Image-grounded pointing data
----------------------------------------

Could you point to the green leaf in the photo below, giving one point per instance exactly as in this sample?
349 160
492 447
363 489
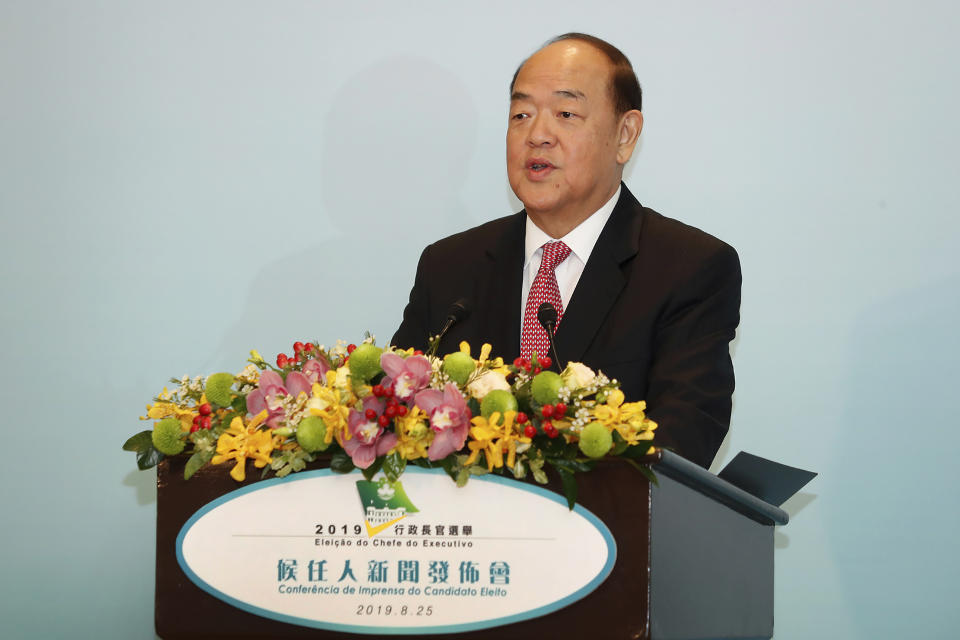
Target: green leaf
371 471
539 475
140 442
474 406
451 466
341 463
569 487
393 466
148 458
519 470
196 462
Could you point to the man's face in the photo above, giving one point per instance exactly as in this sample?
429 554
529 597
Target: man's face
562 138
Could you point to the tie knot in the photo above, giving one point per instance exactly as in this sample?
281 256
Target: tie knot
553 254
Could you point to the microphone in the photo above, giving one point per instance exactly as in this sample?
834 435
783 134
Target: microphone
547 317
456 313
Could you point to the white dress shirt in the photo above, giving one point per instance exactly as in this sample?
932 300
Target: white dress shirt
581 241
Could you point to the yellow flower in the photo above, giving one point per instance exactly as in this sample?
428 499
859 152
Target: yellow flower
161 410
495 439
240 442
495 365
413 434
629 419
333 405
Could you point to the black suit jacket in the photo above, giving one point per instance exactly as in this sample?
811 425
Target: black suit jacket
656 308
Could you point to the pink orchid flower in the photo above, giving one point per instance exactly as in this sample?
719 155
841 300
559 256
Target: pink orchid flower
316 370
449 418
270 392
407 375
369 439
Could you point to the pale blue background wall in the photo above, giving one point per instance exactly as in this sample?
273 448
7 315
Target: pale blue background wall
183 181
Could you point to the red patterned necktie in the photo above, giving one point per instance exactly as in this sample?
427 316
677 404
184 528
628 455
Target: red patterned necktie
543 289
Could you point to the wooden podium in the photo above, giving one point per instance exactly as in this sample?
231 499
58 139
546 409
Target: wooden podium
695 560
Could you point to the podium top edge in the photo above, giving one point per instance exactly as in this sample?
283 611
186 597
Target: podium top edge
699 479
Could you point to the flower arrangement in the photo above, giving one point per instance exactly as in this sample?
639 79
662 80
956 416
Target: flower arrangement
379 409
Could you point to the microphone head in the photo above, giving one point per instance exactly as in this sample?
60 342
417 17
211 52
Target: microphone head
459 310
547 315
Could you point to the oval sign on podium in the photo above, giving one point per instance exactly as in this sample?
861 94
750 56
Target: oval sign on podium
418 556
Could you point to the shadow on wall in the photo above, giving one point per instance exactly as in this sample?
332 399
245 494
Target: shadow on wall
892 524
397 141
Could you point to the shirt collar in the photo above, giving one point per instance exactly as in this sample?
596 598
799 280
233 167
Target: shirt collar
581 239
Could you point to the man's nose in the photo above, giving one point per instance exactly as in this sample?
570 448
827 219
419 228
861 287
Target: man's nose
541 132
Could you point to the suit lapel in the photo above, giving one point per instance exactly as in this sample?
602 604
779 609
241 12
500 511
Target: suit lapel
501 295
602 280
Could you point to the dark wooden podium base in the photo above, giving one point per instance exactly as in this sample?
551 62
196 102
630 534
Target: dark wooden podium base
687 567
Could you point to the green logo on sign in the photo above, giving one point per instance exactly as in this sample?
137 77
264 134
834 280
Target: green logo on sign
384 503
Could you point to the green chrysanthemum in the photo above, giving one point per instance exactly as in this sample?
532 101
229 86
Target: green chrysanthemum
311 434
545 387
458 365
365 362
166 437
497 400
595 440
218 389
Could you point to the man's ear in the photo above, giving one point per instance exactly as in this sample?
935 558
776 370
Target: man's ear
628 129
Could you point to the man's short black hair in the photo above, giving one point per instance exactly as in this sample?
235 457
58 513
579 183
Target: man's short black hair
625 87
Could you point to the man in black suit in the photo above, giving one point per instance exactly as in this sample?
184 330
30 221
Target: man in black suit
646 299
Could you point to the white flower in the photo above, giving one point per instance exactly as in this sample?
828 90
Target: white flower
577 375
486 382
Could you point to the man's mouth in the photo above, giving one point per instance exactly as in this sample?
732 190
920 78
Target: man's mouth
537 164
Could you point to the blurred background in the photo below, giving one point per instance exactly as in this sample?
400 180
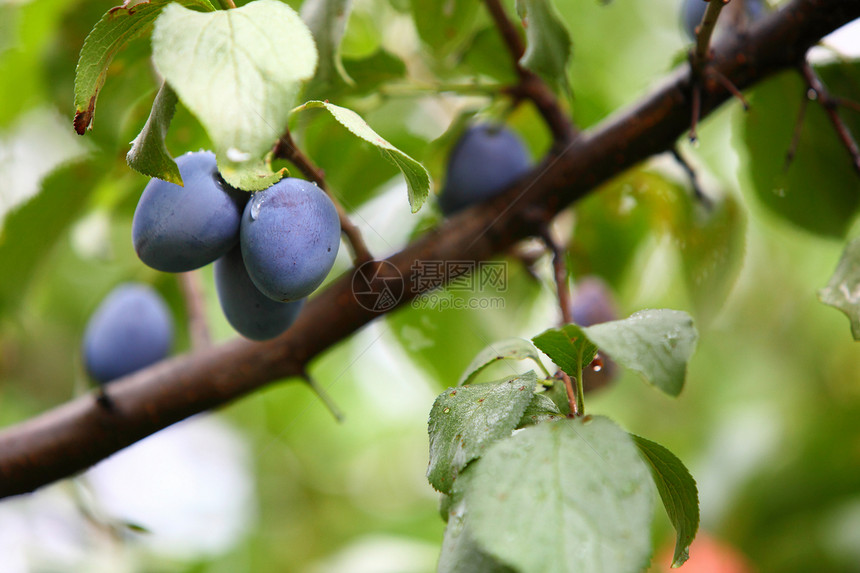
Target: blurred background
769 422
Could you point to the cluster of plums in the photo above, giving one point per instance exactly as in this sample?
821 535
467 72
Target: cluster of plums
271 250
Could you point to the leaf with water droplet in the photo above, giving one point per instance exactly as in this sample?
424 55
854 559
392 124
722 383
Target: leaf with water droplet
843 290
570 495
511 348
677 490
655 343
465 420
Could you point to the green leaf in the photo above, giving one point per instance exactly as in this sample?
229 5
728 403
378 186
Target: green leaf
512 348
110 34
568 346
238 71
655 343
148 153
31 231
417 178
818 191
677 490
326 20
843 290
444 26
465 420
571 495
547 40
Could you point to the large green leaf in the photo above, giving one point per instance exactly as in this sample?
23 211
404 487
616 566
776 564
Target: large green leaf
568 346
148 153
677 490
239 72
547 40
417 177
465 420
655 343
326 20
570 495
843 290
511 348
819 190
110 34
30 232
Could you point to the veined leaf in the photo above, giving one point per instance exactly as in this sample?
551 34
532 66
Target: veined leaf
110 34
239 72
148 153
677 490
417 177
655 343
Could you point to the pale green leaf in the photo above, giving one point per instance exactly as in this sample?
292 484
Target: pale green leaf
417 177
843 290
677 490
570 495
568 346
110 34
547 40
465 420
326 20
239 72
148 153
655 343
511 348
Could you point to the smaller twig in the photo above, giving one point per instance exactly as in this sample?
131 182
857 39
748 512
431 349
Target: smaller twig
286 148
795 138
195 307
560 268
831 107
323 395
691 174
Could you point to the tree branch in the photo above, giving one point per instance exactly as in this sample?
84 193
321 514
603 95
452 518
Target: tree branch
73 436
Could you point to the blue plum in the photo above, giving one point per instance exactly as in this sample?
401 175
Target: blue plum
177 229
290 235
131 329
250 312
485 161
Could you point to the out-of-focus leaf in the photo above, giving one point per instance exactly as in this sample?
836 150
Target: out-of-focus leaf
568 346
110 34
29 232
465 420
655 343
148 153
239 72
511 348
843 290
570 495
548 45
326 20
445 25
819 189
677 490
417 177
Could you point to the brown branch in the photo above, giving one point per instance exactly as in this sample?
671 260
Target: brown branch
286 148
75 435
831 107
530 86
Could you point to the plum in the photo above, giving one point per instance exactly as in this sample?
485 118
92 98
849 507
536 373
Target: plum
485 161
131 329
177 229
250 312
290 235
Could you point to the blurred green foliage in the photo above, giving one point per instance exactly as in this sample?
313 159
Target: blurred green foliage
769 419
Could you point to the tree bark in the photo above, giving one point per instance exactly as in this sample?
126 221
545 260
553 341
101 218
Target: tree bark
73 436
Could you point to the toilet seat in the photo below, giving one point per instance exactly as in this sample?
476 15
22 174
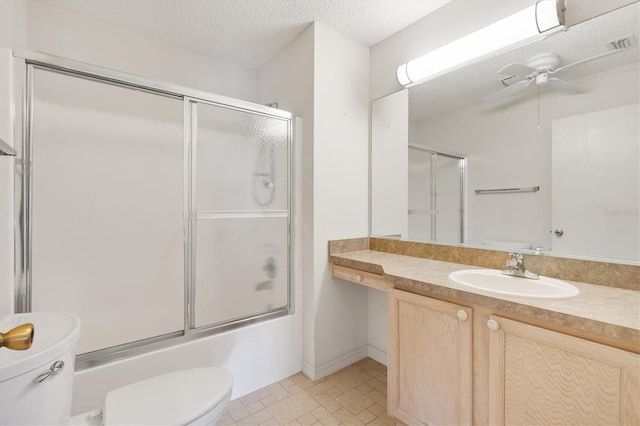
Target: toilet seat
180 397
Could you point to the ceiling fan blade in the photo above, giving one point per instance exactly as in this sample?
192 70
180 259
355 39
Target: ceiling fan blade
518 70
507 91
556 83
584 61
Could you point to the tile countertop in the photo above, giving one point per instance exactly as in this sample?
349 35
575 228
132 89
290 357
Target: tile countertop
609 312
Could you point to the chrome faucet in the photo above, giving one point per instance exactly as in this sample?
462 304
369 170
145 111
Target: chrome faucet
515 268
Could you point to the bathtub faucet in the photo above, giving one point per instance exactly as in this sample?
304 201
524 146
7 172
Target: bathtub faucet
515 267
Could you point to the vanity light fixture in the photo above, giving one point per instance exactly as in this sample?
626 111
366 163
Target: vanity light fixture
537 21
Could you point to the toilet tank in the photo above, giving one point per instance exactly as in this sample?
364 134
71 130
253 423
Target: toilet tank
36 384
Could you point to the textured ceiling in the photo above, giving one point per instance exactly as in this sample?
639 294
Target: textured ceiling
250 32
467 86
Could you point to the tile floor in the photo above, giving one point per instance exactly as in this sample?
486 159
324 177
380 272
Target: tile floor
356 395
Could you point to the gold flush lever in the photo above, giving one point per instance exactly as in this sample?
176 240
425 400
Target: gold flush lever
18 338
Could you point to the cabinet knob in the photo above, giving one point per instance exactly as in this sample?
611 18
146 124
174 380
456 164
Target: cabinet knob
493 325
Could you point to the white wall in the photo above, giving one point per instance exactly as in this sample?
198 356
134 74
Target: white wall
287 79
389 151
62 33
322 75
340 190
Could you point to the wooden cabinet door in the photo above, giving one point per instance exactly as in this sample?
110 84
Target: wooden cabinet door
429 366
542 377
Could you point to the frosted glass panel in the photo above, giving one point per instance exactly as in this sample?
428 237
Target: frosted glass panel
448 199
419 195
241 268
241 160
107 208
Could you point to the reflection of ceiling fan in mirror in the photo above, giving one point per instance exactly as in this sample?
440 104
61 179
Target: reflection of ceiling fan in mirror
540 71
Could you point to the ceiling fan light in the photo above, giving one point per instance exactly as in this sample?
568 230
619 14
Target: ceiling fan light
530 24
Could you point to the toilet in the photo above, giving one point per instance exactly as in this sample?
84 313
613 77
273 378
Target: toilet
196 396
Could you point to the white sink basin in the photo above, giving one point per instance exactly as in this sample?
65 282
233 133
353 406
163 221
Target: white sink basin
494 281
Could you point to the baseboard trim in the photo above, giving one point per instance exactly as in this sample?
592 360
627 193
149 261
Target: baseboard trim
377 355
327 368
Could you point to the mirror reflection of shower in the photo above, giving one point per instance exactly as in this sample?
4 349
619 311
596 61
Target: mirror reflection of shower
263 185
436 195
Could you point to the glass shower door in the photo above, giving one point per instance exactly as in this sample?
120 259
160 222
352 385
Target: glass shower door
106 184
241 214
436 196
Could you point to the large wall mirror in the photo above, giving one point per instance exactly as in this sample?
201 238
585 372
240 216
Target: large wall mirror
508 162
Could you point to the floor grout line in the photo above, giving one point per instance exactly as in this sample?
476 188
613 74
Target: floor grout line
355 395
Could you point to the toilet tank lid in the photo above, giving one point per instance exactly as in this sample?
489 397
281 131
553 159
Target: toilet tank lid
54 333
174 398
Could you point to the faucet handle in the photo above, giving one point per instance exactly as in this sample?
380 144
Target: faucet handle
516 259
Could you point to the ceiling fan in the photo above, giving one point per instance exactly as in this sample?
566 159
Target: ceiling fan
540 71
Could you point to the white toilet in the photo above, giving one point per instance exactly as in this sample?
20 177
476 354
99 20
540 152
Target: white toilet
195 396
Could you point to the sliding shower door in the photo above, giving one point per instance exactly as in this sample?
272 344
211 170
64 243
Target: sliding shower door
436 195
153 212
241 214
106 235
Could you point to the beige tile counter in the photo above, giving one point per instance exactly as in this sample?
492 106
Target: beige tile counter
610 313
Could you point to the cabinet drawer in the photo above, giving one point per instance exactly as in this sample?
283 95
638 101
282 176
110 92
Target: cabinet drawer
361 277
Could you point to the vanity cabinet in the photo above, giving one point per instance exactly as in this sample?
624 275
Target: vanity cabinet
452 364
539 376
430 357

----------------------------------------

Task directions
Could you return all lines from the data above that contain the string "below"?

Solution for this problem
Could you point to the green leaf in the photo below, giving one point per instance exactly as in this sample?
Could you point to the blurred background in the photo below, giving one point per instance exactly as in this sample?
Could you point to the toilet seat in the photo below, giving one point per instance exactly as in this sample?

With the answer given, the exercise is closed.